What the task asks: Which lines of the entries contain the word "rough"? Please list them.

Dataset entries:
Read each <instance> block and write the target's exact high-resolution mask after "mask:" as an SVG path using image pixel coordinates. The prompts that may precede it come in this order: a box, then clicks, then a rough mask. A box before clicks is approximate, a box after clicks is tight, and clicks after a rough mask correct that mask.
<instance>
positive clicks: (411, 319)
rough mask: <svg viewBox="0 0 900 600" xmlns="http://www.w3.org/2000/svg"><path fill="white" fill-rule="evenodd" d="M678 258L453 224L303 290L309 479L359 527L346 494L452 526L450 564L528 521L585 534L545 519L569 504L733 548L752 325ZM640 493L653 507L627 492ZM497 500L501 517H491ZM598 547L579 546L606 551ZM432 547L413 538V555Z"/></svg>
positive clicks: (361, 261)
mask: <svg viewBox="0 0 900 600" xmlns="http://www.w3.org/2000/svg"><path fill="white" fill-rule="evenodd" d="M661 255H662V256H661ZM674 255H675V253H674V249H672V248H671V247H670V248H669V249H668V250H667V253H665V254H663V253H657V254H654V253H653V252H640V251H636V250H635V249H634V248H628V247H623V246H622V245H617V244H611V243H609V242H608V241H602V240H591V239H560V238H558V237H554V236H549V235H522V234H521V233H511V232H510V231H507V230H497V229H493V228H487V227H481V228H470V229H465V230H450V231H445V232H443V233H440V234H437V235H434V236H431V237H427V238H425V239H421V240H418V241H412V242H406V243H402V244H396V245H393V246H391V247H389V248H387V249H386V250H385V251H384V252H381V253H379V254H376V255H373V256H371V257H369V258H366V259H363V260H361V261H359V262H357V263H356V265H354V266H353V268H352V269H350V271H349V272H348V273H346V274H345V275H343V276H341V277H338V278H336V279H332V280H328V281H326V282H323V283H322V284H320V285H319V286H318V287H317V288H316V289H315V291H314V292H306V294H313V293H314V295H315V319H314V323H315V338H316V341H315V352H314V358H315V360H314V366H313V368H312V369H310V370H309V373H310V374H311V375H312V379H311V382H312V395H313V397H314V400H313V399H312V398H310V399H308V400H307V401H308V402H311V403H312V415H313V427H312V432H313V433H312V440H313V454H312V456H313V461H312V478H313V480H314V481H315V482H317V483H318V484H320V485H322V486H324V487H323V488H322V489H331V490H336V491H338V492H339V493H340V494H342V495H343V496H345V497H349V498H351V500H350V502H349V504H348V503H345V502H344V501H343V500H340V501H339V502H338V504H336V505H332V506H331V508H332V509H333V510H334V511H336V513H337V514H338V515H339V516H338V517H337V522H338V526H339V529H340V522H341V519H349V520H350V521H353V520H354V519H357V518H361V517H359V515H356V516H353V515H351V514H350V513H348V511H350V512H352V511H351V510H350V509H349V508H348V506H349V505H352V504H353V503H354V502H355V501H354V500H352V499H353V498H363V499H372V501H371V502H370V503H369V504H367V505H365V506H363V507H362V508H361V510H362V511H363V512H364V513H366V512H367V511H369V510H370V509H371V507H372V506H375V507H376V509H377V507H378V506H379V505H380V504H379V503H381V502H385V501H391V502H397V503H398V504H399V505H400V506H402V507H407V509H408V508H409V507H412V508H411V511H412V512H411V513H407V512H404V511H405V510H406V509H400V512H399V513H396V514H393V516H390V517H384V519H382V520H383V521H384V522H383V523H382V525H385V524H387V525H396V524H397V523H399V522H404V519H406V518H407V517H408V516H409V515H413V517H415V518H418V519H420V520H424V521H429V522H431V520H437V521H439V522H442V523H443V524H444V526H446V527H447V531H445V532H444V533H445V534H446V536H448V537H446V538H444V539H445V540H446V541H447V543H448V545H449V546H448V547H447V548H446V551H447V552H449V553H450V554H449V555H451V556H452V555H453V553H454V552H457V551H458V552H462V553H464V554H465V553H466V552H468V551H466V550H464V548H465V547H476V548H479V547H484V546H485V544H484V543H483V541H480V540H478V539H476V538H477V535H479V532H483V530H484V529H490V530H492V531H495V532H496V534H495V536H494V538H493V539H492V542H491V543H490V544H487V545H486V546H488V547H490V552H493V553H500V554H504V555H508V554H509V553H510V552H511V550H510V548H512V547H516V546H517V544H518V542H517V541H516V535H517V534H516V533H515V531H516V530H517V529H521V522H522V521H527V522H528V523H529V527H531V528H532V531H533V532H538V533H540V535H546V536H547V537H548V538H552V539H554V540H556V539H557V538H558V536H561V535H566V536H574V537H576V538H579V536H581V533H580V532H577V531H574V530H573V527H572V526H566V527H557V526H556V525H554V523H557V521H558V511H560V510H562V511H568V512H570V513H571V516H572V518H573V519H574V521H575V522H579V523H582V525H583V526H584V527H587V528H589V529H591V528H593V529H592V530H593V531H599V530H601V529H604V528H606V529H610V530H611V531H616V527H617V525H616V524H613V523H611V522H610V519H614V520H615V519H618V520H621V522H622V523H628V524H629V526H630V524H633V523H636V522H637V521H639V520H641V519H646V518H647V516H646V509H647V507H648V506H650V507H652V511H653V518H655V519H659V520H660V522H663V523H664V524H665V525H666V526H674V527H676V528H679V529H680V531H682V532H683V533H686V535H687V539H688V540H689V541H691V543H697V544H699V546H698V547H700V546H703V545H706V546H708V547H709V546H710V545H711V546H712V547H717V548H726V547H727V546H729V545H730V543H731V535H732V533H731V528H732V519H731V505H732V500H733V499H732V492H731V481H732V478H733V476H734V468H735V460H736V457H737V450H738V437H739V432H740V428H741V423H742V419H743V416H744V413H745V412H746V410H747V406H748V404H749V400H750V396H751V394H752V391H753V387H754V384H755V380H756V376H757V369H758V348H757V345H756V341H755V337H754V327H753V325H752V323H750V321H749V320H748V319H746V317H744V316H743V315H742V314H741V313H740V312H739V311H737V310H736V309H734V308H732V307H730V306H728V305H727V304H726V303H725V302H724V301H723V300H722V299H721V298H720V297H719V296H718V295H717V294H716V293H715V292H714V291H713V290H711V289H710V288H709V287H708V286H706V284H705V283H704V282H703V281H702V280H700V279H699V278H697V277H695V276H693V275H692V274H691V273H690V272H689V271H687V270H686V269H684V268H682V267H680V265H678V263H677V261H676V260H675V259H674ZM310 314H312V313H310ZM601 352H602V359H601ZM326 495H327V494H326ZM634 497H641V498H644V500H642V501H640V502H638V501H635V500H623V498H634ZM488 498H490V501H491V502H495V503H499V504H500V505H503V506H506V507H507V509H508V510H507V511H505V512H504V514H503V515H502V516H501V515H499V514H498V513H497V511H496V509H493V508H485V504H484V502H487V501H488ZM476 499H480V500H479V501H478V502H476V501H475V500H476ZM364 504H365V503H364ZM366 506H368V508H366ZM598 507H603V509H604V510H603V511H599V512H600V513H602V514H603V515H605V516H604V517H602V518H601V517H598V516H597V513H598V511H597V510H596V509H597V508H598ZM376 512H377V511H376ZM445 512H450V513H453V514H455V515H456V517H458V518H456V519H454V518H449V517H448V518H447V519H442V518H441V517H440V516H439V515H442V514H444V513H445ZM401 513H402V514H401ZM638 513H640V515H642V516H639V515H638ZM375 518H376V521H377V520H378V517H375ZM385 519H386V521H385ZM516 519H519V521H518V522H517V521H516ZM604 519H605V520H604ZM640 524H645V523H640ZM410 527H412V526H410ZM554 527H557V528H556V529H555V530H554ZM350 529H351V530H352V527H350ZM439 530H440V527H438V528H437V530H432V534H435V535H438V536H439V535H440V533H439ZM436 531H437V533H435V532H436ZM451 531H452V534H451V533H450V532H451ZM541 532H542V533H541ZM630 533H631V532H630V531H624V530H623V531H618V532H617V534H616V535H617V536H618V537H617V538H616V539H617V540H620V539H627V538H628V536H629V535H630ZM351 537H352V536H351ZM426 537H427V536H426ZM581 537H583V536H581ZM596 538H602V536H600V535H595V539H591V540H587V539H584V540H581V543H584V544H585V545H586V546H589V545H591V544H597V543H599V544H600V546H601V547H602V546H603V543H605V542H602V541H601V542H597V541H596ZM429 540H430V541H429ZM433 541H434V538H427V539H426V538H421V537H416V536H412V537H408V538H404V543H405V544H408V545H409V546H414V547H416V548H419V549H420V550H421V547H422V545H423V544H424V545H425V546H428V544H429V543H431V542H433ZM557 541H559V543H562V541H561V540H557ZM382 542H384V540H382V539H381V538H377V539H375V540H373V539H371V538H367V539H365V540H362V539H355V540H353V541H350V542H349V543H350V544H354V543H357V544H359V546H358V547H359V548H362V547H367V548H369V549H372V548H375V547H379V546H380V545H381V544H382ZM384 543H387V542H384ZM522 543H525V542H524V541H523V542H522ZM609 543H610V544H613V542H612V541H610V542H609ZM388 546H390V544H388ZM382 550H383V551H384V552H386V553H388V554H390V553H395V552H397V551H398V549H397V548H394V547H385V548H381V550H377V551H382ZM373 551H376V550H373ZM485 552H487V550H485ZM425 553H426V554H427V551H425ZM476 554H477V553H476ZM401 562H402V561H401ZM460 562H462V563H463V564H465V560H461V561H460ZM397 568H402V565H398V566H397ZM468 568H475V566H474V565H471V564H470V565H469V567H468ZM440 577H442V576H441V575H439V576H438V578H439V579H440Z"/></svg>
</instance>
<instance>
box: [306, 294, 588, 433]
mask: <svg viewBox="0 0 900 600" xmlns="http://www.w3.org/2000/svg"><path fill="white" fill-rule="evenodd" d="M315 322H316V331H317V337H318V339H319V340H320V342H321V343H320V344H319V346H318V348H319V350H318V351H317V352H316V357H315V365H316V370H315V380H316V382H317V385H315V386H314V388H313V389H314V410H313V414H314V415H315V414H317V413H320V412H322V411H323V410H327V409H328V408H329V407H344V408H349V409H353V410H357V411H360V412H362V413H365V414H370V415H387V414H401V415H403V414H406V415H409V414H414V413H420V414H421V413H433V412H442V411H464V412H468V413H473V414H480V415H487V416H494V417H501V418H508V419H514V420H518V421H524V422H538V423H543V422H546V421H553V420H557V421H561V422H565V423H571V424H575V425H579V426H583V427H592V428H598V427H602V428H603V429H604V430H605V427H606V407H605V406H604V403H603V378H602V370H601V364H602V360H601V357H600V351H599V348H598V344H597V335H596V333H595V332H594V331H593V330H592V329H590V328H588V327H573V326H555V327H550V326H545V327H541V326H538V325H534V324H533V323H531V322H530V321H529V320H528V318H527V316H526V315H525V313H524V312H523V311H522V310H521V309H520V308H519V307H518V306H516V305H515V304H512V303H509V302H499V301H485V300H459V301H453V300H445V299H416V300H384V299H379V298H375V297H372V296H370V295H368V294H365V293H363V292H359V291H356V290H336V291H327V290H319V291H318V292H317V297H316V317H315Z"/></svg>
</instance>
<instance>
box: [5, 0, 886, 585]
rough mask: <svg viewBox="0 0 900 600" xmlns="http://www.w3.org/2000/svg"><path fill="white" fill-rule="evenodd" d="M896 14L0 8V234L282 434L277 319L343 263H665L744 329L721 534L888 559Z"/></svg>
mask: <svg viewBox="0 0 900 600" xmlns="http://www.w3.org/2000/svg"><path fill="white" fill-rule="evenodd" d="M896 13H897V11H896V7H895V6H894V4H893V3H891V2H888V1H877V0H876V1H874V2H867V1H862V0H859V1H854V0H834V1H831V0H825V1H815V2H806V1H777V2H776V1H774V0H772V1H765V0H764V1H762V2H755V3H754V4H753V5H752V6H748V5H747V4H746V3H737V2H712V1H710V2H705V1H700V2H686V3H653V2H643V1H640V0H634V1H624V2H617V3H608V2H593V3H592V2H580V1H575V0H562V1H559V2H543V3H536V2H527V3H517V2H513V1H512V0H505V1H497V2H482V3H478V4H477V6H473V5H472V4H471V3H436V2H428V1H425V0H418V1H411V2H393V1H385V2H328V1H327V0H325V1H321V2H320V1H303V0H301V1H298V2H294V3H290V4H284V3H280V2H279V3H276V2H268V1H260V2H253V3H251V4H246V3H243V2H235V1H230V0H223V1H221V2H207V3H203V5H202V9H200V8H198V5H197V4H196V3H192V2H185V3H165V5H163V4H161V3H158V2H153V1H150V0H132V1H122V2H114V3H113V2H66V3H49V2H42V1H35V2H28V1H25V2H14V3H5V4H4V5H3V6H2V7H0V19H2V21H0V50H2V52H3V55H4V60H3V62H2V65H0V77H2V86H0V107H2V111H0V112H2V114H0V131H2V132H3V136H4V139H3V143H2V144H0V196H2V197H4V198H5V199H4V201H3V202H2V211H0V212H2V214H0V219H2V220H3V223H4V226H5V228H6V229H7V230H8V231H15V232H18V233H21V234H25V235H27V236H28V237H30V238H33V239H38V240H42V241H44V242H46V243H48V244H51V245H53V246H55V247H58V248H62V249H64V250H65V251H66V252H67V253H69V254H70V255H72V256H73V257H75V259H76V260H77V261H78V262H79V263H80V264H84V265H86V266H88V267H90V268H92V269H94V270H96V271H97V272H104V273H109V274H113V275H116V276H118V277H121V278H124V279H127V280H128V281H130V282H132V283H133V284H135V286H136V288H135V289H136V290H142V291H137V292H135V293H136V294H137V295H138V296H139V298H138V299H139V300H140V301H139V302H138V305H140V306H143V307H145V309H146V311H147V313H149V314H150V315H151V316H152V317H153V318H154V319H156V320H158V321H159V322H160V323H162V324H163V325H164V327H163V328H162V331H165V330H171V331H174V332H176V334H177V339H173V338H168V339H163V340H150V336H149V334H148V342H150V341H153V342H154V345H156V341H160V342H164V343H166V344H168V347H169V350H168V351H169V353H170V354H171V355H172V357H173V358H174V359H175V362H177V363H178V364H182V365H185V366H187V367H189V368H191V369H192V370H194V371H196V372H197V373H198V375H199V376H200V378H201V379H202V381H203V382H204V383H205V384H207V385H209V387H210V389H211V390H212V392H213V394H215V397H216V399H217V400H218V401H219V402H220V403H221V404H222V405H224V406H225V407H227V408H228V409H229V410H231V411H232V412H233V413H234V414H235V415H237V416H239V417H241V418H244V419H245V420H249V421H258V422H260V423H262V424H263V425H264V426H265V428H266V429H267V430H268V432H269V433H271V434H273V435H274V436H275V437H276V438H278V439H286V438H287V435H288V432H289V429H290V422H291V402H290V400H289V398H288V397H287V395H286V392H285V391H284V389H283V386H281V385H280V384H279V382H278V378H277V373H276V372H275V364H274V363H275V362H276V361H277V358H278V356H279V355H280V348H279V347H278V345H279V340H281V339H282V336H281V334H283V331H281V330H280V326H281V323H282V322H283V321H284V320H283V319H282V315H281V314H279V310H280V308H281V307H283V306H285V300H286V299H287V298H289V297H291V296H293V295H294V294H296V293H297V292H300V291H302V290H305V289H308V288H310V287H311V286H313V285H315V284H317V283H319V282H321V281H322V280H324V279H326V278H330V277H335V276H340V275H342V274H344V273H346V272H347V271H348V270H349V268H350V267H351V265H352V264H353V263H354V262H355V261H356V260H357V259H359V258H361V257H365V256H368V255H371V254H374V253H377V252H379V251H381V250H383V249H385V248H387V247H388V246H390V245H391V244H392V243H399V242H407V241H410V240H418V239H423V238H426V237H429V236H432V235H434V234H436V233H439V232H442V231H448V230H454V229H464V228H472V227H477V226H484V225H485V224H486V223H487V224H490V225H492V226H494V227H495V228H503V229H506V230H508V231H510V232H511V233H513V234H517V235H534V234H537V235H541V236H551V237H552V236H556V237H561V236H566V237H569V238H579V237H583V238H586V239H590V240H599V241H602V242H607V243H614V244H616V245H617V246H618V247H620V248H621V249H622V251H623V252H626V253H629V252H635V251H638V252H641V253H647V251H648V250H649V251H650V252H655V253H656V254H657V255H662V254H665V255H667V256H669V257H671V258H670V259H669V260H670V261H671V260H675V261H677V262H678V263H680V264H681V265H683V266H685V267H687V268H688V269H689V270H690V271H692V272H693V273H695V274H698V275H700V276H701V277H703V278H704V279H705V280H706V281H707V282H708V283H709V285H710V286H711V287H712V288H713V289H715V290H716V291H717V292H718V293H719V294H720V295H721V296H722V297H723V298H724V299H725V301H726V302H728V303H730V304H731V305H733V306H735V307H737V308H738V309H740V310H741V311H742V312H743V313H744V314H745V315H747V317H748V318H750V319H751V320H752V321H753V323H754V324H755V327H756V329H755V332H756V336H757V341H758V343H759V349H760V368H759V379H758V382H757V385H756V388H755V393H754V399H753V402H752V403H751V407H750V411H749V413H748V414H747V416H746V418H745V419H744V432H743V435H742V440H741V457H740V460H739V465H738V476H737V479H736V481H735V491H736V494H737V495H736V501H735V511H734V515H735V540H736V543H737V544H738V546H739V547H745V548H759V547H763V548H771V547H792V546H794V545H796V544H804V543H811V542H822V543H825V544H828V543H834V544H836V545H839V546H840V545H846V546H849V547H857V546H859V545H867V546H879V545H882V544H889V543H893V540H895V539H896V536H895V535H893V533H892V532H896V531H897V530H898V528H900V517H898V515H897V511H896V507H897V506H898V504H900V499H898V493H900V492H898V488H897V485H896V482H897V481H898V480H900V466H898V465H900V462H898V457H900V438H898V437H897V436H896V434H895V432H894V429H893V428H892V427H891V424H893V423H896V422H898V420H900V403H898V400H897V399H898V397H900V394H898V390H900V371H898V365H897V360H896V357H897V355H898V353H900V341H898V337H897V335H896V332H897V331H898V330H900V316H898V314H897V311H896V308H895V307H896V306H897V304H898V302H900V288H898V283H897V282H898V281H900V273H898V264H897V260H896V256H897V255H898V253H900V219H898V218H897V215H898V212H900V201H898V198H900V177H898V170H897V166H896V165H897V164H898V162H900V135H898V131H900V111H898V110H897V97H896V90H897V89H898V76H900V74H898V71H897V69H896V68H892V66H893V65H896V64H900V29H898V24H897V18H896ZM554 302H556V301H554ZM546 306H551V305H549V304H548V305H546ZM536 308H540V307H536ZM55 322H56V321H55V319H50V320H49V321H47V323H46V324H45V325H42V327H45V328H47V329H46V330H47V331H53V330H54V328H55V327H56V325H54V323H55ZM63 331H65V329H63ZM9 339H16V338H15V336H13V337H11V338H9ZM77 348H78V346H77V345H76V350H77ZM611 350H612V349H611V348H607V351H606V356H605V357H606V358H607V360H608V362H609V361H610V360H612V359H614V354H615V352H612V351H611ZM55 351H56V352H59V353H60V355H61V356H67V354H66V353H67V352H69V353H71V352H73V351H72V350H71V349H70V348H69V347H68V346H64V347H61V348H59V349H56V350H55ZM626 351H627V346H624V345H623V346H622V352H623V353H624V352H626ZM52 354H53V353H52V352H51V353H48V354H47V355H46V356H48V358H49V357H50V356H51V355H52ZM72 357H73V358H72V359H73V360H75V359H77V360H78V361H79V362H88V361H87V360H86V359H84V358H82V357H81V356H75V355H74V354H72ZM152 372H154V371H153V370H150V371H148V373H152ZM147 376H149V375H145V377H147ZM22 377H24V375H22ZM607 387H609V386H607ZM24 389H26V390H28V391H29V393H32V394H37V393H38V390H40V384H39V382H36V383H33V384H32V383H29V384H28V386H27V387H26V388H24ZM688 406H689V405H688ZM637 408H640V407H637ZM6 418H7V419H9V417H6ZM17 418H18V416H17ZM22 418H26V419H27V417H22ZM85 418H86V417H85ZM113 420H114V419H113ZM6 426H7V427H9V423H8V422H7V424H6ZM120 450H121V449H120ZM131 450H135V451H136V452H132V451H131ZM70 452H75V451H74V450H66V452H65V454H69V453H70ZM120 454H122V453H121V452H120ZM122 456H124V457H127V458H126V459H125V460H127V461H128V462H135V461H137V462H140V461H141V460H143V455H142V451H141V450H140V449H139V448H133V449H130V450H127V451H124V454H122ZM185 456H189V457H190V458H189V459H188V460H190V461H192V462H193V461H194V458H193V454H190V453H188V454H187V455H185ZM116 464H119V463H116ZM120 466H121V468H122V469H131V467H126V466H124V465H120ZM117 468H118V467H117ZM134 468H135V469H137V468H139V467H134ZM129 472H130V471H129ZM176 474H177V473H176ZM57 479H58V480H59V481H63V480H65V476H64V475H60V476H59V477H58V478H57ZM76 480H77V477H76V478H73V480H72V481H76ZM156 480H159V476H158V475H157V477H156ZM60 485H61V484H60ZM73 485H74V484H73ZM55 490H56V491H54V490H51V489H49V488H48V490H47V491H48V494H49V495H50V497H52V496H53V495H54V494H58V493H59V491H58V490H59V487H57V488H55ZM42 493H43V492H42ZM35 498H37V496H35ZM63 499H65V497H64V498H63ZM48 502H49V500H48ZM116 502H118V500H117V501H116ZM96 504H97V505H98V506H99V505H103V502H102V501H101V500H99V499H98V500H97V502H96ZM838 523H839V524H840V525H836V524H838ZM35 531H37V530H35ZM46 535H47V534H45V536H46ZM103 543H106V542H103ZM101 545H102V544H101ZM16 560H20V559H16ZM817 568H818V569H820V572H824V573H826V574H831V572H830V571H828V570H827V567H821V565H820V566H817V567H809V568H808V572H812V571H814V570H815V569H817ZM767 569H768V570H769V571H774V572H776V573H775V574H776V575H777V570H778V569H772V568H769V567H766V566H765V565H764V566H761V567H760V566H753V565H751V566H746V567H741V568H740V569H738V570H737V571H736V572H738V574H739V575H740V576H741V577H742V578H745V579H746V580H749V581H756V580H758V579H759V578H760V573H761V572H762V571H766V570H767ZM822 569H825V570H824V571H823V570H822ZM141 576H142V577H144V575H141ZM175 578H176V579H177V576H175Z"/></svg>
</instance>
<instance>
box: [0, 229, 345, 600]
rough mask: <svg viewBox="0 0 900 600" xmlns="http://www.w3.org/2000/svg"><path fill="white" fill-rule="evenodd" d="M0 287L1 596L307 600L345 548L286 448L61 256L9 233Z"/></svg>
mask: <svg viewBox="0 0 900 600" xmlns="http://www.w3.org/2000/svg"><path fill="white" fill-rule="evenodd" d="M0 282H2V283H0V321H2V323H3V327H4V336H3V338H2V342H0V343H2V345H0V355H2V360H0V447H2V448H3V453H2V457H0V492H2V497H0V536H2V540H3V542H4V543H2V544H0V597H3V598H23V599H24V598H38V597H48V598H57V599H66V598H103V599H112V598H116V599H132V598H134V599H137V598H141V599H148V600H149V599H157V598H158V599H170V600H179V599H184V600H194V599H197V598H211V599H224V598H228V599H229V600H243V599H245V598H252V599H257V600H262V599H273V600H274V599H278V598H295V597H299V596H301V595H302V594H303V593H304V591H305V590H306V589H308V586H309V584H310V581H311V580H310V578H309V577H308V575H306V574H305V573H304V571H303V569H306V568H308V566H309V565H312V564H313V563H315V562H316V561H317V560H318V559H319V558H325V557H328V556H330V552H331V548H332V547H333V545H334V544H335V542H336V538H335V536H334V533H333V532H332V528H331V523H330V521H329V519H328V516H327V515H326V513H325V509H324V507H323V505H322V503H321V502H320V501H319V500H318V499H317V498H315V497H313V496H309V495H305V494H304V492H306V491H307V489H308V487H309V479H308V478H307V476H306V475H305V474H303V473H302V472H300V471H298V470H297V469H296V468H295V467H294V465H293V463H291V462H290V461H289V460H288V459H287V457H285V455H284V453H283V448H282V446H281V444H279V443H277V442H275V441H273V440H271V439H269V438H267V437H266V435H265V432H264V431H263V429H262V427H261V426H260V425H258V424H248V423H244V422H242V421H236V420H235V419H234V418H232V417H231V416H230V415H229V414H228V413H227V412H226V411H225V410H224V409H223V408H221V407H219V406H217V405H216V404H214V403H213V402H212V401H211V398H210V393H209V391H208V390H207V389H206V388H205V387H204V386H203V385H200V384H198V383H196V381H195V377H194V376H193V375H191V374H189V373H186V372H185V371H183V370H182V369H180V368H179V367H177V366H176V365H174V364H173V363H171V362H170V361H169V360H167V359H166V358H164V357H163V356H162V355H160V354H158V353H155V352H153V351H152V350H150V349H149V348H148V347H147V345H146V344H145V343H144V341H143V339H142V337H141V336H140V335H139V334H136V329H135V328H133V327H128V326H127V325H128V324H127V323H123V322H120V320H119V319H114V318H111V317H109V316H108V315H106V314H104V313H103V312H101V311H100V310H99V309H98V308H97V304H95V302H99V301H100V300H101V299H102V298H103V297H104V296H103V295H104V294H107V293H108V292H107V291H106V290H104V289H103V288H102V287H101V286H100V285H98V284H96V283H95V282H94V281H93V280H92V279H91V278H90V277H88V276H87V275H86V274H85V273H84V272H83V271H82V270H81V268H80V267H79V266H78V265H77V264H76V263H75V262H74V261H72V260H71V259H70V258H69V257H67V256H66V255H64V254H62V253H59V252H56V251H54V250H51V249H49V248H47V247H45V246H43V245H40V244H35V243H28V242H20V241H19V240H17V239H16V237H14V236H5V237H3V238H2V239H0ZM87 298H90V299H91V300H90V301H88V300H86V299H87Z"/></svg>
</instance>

Answer to this exercise:
Read each <instance> block and write the target's exact high-resolution mask after "mask:" as an SVG path using image pixel coordinates. The prompts that may precede it come in this order: a box, then clicks, then a rough mask. A box before clicks is approximate, a box after clicks is tight, and clicks after a rough mask correct that mask.
rough mask: <svg viewBox="0 0 900 600" xmlns="http://www.w3.org/2000/svg"><path fill="white" fill-rule="evenodd" d="M678 258L453 224L303 290L309 479L359 527L346 494L452 526L450 564L528 521L585 534L545 519L569 504L733 548L752 325ZM640 493L653 507L627 492ZM497 500L501 517H491ZM598 547L579 546L606 551ZM432 547L413 538V555Z"/></svg>
rough mask: <svg viewBox="0 0 900 600" xmlns="http://www.w3.org/2000/svg"><path fill="white" fill-rule="evenodd" d="M896 14L0 8V234L282 434L277 319L343 263H665L744 329L721 534L888 559Z"/></svg>
rough mask: <svg viewBox="0 0 900 600" xmlns="http://www.w3.org/2000/svg"><path fill="white" fill-rule="evenodd" d="M0 287L1 596L307 600L345 548L286 448L61 256L9 233Z"/></svg>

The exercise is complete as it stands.